What you have to do:
How many lines in the items below contain the string "target"? Treat uppercase and lowercase as different, and reply with the number alone.

Dataset entries:
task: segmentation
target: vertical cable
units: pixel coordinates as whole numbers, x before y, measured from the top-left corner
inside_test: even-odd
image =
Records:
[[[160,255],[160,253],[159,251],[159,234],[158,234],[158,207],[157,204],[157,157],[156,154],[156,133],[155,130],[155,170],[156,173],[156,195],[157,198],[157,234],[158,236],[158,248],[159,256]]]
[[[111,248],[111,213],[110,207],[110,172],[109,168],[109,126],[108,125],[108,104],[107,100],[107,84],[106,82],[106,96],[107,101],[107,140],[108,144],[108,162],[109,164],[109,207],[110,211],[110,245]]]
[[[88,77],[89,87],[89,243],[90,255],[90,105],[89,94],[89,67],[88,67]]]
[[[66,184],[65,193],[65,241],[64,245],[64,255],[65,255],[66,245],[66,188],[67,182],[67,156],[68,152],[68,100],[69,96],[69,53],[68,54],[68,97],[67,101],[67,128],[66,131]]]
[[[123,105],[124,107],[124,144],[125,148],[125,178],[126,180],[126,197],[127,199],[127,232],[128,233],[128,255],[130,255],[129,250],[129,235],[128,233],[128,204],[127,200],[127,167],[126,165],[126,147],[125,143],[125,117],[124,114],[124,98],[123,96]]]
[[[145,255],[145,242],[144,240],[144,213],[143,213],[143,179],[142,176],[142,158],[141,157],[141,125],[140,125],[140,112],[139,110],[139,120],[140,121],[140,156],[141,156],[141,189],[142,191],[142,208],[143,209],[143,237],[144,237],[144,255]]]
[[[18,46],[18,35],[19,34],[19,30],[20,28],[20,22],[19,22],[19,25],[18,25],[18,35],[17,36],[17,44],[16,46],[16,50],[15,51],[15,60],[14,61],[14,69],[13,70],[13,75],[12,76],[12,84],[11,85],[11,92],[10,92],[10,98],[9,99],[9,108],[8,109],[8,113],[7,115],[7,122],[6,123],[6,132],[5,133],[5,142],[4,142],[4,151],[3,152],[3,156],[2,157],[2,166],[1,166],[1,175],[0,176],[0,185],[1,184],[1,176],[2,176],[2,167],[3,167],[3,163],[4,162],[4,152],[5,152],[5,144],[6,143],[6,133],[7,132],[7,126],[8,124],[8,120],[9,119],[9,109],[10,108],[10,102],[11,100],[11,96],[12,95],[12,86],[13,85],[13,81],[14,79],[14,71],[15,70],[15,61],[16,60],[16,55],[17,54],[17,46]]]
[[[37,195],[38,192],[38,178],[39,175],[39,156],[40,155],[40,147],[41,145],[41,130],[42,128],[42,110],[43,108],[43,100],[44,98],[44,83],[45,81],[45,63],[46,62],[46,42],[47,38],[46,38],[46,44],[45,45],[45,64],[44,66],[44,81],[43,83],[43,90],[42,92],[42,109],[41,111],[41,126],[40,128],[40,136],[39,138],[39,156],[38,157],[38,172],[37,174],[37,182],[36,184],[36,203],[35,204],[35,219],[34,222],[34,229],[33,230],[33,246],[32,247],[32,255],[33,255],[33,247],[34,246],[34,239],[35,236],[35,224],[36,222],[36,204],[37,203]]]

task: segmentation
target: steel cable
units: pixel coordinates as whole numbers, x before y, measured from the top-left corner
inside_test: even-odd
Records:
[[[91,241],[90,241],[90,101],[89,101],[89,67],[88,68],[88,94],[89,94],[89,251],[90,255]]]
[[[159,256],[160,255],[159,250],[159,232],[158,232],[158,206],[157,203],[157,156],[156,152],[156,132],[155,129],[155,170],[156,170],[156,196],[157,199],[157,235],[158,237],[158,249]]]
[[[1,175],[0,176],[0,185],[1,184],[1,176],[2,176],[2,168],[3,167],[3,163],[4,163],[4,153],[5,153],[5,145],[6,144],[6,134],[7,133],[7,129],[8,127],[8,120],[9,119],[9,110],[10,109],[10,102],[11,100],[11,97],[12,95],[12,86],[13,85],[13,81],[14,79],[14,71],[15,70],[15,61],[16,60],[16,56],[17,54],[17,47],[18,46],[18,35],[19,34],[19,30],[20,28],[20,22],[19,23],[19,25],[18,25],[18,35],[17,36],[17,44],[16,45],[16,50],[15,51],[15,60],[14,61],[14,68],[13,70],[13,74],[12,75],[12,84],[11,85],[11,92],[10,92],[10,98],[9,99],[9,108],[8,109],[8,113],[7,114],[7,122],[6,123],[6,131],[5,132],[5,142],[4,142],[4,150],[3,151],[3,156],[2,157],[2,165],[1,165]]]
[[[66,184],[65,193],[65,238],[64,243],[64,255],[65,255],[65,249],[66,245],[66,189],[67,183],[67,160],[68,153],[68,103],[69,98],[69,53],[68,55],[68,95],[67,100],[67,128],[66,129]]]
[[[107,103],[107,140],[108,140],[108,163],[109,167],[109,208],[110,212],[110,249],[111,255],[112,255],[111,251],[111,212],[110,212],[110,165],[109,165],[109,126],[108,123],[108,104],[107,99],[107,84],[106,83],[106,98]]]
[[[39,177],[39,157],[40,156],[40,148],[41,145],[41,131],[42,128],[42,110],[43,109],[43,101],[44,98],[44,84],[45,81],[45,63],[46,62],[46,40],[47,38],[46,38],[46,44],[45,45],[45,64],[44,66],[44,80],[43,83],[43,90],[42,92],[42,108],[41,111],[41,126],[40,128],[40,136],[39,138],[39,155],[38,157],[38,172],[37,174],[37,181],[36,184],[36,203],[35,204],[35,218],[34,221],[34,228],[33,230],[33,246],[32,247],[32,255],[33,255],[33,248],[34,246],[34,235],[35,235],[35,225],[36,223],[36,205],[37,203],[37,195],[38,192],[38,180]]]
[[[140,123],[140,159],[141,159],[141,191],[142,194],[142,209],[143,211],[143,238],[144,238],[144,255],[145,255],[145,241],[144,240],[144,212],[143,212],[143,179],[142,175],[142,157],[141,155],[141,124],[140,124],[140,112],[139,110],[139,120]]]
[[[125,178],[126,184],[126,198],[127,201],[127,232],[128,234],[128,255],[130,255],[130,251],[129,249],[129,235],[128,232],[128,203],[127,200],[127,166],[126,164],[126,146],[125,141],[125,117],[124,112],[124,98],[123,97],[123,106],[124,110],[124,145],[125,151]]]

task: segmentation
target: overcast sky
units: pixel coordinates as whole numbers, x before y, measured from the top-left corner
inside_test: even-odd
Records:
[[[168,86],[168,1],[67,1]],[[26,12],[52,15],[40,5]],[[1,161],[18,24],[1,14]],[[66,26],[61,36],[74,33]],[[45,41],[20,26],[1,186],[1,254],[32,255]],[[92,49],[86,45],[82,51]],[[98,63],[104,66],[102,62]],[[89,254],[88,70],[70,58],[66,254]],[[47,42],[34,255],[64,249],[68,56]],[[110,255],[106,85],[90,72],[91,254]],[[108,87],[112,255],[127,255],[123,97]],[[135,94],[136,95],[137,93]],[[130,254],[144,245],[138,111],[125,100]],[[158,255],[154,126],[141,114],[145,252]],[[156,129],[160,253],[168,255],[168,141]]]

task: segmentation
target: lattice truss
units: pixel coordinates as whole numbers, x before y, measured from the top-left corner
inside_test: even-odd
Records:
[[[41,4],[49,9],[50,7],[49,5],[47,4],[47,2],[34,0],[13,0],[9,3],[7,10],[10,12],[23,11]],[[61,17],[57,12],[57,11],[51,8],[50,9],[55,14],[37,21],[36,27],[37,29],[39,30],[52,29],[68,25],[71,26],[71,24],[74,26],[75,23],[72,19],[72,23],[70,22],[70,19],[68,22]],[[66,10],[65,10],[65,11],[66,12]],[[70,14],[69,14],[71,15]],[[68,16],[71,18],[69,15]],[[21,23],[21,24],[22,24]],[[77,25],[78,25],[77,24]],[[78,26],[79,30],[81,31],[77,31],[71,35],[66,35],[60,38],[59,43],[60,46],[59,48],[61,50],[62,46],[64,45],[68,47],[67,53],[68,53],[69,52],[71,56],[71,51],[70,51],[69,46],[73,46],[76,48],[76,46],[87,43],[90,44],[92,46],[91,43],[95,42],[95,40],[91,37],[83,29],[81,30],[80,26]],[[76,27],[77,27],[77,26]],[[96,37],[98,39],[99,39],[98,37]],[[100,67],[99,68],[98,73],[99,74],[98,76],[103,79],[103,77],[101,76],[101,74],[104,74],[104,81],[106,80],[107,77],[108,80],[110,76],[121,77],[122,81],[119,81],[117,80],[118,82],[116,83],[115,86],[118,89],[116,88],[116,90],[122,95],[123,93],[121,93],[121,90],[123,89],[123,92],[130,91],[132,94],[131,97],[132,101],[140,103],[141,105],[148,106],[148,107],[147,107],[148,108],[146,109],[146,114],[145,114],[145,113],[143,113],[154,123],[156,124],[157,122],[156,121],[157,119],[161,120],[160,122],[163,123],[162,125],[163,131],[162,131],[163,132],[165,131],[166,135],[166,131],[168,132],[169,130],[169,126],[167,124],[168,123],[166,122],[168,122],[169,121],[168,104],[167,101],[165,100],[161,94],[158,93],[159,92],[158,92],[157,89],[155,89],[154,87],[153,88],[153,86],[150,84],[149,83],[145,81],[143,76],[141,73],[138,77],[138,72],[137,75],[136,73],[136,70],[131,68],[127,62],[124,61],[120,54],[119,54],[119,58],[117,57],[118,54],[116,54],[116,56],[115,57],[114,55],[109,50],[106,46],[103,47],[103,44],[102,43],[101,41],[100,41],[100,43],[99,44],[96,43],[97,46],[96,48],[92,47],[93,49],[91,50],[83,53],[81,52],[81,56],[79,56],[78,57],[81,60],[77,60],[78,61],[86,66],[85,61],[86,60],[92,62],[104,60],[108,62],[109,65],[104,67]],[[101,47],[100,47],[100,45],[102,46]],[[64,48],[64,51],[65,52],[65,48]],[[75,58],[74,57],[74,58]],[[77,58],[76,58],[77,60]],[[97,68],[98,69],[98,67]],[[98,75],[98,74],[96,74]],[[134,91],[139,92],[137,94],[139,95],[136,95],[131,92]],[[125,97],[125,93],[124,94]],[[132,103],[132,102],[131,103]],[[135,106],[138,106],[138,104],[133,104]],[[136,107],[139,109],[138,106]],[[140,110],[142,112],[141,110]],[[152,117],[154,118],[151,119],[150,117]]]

Exercise response:
4